TRECHO SELECIONADO:

******

A bertalha: é uma planta da família da alface, da carqueja, da alcachofra e até de outras PANCs como o jambu. É de porte pequeno e seu cultivo é muito simples. É considerada erva daninha, pois suas sementes, carregadas pelo vento, crescem em qualquer tipo de solo. Tem sabor levemente amargo, como o espinafre, e vai muito bem como salada, refogada e na composição de sopas e cozidos. É fonte de zinco e manganês, magnésio, cálcio, potássio, fósforo, sódio, ferro, além de vitaminas C, B2 e B6, e possui mais proteínas de fibras alimentares que o próprio espinafre.
O espinafre amazonense: muito conhecido na região amazônica, é facilmente encontrada em feiras livres, quintais das casas e roças. Em outros países é conhecida como brazilianspinach. Suas características nutricionais são superiores até mesmo às das hortaliças folhosas convencionais como alface, couve e rúcula. Além de nutritivo, apresenta alto teor de vitaminas A, B9 (ácido fólico), C e K, carotenoides, flavonoides, fibras e minerais, como o ferro, cálcio e potássio.
A begônia: entre as flores, é símbolo de jovialidade e fertilidade, além de ser utilizada na ornamentação por sua folhagem atraente. As folhas, ramos, flores, tanto crus como cozidos, podem ser consumidos. As folhas apresentam um sabor azedo e são utilizadas para o preparo de refogados, sucos e saladas. As flores, de sabor cítrico, compõem bem a decoração em saladas ou outros pratos. Os benefícios do consumo incluem tratamentos de resfriado, questões do sistema digestivo, bronquite, asma, reumatismo.

******

REGISTROS SELECIONADOS:
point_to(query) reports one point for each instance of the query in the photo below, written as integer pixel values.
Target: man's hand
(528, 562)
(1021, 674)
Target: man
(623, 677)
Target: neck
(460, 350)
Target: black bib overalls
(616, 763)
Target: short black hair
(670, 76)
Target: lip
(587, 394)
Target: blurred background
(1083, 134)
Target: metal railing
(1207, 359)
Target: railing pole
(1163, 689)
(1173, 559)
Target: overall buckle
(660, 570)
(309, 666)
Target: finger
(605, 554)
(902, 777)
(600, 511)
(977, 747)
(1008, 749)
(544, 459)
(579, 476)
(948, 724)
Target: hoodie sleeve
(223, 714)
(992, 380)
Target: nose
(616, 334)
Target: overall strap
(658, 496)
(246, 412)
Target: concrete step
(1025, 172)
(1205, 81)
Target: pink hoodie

******

SUAS TAREFAS:
a – Reescreva o texto sobre as plantas comestíveis, tudo desde "A bertalha: é" até "o próprio espinafre.", substituindo "erva daninha" por "planta invasora".
b – Indique se cada afirmação concorda com o texto sobre as plantas comestíveis, respondendo sim ou não e citando as palavras decisivas: (i) a bertalha tem sabor levemente amargo; (ii) o espinafre amazonense é conhecido em outros países como brazilianspinach; (iii) as flores da begônia têm sabor azedo.
c – Dê continuidade ao texto sobre as plantas comestíveis a partir do ponto em que ele termina.

RESPOSTAS DO EXERCÍCIO:
a –
A bertalha: é uma planta da família da alface, da carqueja, da alcachofra e até de outras PANCs como o jambu. É de porte pequeno e seu cultivo é muito simples. É considerada planta invasora, pois suas sementes, carregadas pelo vento, crescem em qualquer tipo de solo. Tem sabor levemente amargo, como o espinafre, e vai muito bem como salada, refogada e na composição de sopas e cozidos. É fonte de zinco e manganês, magnésio, cálcio, potássio, fósforo, sódio, ferro, além de vitaminas C, B2 e B6, e possui mais proteínas de fibras alimentares que o próprio espinafre.

b –
(i) Sim: "Tem sabor levemente amargo, como o espinafre".
(ii) Sim: "Em outros países é conhecida como brazilianspinach".
(iii) Não: "As flores, de sabor cítrico, compõem bem a decoração em saladas ou outros pratos".

c –
Mastruz: também conhecido como erva-de-santa-maria ou epazote, que na culinária mexicana é usada para temperar feijões, carnes, recheios de quesadillas e outras receitas. Funciona como vermífugo, antisséptico natural e como chá ajuda a tratar a gastrite e desconforto estomacais. Usada com outras ervas a bebida fica mais saborosa e benéfica para gripes, resfriados, sinusites. Como cataplasma pode tratar picadas de insetos e inflamações de pele.
O coração de bananeira: ou mangará é o bulbo de cor roxa, comestível, inferior à penca de bananas. É fonte de vitaminas, minerais e fibras. Previne a prisão de ventre, fortalece a imunidade, previne a osteoporose e a anemia, alivia o estresse e ansiedade. Seu consumo é variado: recheio de tortas, quiches, pasteis, e compõe bem receitas vegetarianas e vegana.
A acariçoba: folha-de-santa-luzia ou erva-capitão é uma herbácea rizomatosa de folhas arredondadas que prefere solos úmidos e arenosos. Tem ação diurética e anti-hipertensiva. Pode ser consumida crua ou cozida. O cheiro de seu caule lembra a cenoura e o gosto da folha, a salsinha.
Existem infinidades de PANCs em nossos biomas e em biomas internacionais. Seria difícil nomear todas elas. É um trabalho de pesquisa, descoberta para a promoção de uma boa experiência gastronômica e nutricional.
Finalizando, concordo com Guilherme Lobão (Distrito Federal) que acredita na perspectiva de livrar-se do termo PANC considerando que essas plantas foram e são convencionais na nossa dieta.
FAROFALADA
(rende 10 porções)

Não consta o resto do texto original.